What is needed: If a record holds a picture, please leave the picture out and copy the rest of the record exactly.

Record extracts below:

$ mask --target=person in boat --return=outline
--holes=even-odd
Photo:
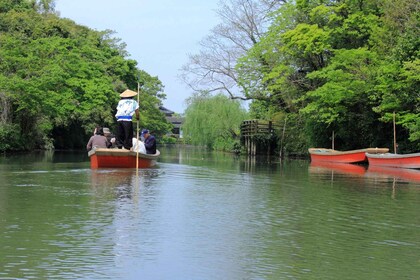
[[[141,136],[144,137],[144,146],[147,154],[156,154],[156,138],[150,134],[148,129],[141,131]]]
[[[137,120],[139,115],[139,103],[133,99],[137,92],[127,89],[120,94],[121,100],[117,105],[117,137],[116,146],[119,149],[130,150],[133,146],[133,115],[136,114]]]
[[[112,134],[111,130],[108,127],[103,128],[104,136],[108,140],[108,147],[107,148],[115,148],[115,136]]]
[[[136,137],[133,137],[133,147],[131,148],[133,152],[139,152],[141,154],[146,154],[146,147],[144,146],[143,141],[137,140]]]
[[[90,137],[86,149],[89,152],[94,148],[107,148],[109,145],[108,139],[104,136],[104,130],[98,126],[95,128],[94,135]]]

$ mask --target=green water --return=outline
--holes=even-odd
[[[161,148],[0,157],[0,279],[419,279],[420,180]]]

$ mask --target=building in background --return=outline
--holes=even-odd
[[[174,126],[172,131],[168,134],[176,138],[182,138],[182,123],[184,122],[184,118],[177,116],[175,112],[163,106],[159,106],[159,110],[165,114],[166,120]]]

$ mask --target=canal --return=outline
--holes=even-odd
[[[0,157],[0,279],[418,279],[420,170],[161,147]]]

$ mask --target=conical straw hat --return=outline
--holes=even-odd
[[[126,89],[123,93],[120,94],[120,97],[133,97],[136,95],[137,95],[137,92]]]

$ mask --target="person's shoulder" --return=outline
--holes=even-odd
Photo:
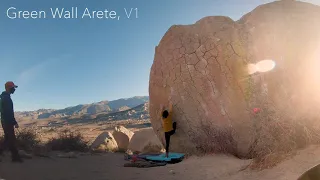
[[[11,99],[10,97],[10,94],[6,93],[6,92],[3,92],[1,95],[0,95],[1,99]]]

End of Record extracts.

Response to this exercise:
$ mask --target=person in boat --return=outline
--holes=even-odd
Photo:
[[[141,136],[144,137],[144,146],[147,154],[156,154],[156,138],[150,134],[148,129],[141,131]]]
[[[137,120],[139,115],[139,103],[133,99],[137,92],[127,89],[120,94],[121,100],[117,105],[117,137],[116,146],[119,149],[130,150],[133,146],[133,115],[136,114]]]
[[[112,134],[111,130],[108,127],[103,128],[104,136],[108,140],[108,147],[107,148],[115,148],[115,136]]]
[[[136,137],[133,137],[133,147],[131,148],[133,152],[139,152],[141,154],[146,154],[146,147],[144,146],[143,141],[137,140]]]
[[[90,137],[86,149],[89,152],[94,148],[107,148],[109,145],[108,139],[104,136],[104,130],[98,126],[95,128],[94,135]]]

$ mask --target=green water --return=outline
--holes=even-odd
[[[161,148],[0,157],[0,279],[419,279],[420,180]]]

$ mask --target=building in background --return=outline
--holes=even-odd
[[[174,126],[172,131],[168,134],[176,138],[182,138],[182,123],[184,122],[184,118],[177,116],[175,112],[163,106],[159,106],[159,110],[165,114],[166,120]]]

$ mask --target=canal --return=outline
--holes=even-odd
[[[0,157],[0,279],[418,279],[420,170],[161,147]]]

$ mask --target=conical straw hat --return=outline
--holes=even-odd
[[[126,89],[123,93],[120,94],[120,97],[133,97],[136,95],[137,95],[137,92]]]

$ mask --target="person's shoulder" --return=outline
--holes=even-odd
Photo:
[[[11,99],[10,97],[10,94],[6,93],[6,92],[3,92],[1,95],[0,95],[1,99]]]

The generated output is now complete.